(Source text)
'''
HEAT vs New Orleans @ New Orleans Arena – Apr. 27, 2004 – 8:00 PM (Eastern)
TV: TNT – Gary Bender, John Thompspn, Rex Chapman, Craig Sager; Sunshine Network – Eric Reid and Mike Fratello/Tony Fiorentino
Radio: WIOD 610 AM (Mike Inglis), WBZT 1230 AM, WACC 830 AM (Jose Paneda) 
Series Notes: Your Miami HEAT are looking to take a commanding 3-1 lead inthe series tonight. The New Orleans Hornets came a step closer to evening the series with a 77-71 win over the HEAT at home. The Hornets took advantage of a poor shooting effort by the HEAT, who shot 32.9% (25-76) from the field for the game. New Orleans led by as many as 15 points in the first half, and took a 41-29 lead into halftime. Baron Davis was hard to shut down in the first half, scoring 17 points in the first two quarters. The HEAT stepped up their game in the second half, with the help of Caron Butler and Lamar Odom, who scored 17 and 13 points in the half, respectively. With the Hornets leading 57-50 to start the final frame, Miami closed to the gap to just four points with 8:23 remaining. With 7:04 left, Odom took an elbow to the face, and had to leave the game, receiving six stitches above his left eye. The HEAT closed the gap to within two points on two occasions, the most recent with 1:47 left, but New Orleans was able to respond and make their free throws down the stretch. Caron Butler recorded the HEAT’s only 20-point, 15-rebound performance in HEAT playoff history, with 24 points and 15 boards. Lamar Odom scored 18 points, while Brian Grant pulled down 11 rebounds. Rafer Alston came off the bench to score 10 points. The Hornets were led by Baron Davis and David Wesley, who scored 21 and 18 points, respectively.
'''
(Given information)
'''
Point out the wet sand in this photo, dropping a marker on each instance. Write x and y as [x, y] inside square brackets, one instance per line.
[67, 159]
'''
(Complete the following)
1. Answer these questions from the game notes on the HEAT and Hornets:
(a) What percentage did the HEAT shoot from the field in the 77-71 loss?
(b) How many stitches did Lamar Odom receive, and where?
(c) Which radio station is listed next to Mike Inglis?
2. List every player named in the "Series Notes" section of the game notes on the HEAT and Hornets.
3. Write the next part of the game notes on the HEAT and Hornets playoff game, picking up after their last sentence.
The material has no connection to the game notes on the HEAT and Hornets.

(Expected results)
1.
(a) 32.9% (25-76)
(b) Six stitches, above his left eye
(c) WIOD 610 AM

2. Baron Davis, Caron Butler, Lamar Odom, Brian Grant, Rafer Alston, David Wesley

3.
http://www.nba.com/heat/history/mia_v_noh.html


----------



## reHEATed (Jun 29, 2003)

to win we will need Wade and Odom to have rebound games offensively...we cannot win with Wade scoring 2 points, and Odom shooting the low percentage he did the other day. After a loss we always come to play. We havent lost 2 straght games in a while, and that should continue tonight


----------



## nickrock23 (Mar 28, 2004)

we need this game. all im hoping for is more energy this game. Game 3 looked like hornets were faster and more energy. we have to match their intensity and come out on the offensive.


----------



## reHEATed (Jun 29, 2003)

game time!!!!


----------



## -33- (Aug 6, 2002)

Odom has to score
Jones has to hit open shots
Wade has to attack the basket--Wade needs to respond to being questioned after game 3
Grant needs to keep up the pressure on Magloire
Caron needs to keep playing how he's been playing...



Limit their guards and we win


----------



## HEATLUNATIC (May 27, 2002)

Caron is leading the league in steals in the playoffs at 3 a game!!!


----------



## -33- (Aug 6, 2002)

how about Caron's Key's to a Win:

1. Attack the Rim
2. Match their intensity
3. Win the Rebounding Battle


----------



## -33- (Aug 6, 2002)

9-8 Heat

7:30 left


----------



## -33- (Aug 6, 2002)

2 early fouls on PJ Brown


----------



## -33- (Aug 6, 2002)

very good start for the Heat...

we're hitting shots 

13-10 Heat 5:40 left


----------



## Tooeasy (Nov 4, 2003)

davis with the trey ball, wesley with the follow up 2. 15-13 hornets


----------



## Tooeasy (Nov 4, 2003)

butlers lookin real good out there, this is gonna be one hell of a physical and excitin game, you just gotta love it.


----------



## -33- (Aug 6, 2002)

i wish Wade got some respect on the court...the official call a foul as soon as Davis screams but Wade can't get a call.....West even gets calls


----------



## -33- (Aug 6, 2002)

unless he does something to change my mind, I've decided not to resign Skip


----------



## Tooeasy (Nov 4, 2003)

lynch is just puttin the heat on you guys, literally. thats one of the last guys you scout on the hornets in terms of the offensive end, but when he starts makin some shots he really does throw a wrench in the works for the opposing team.


----------



## reHEATed (Jun 29, 2003)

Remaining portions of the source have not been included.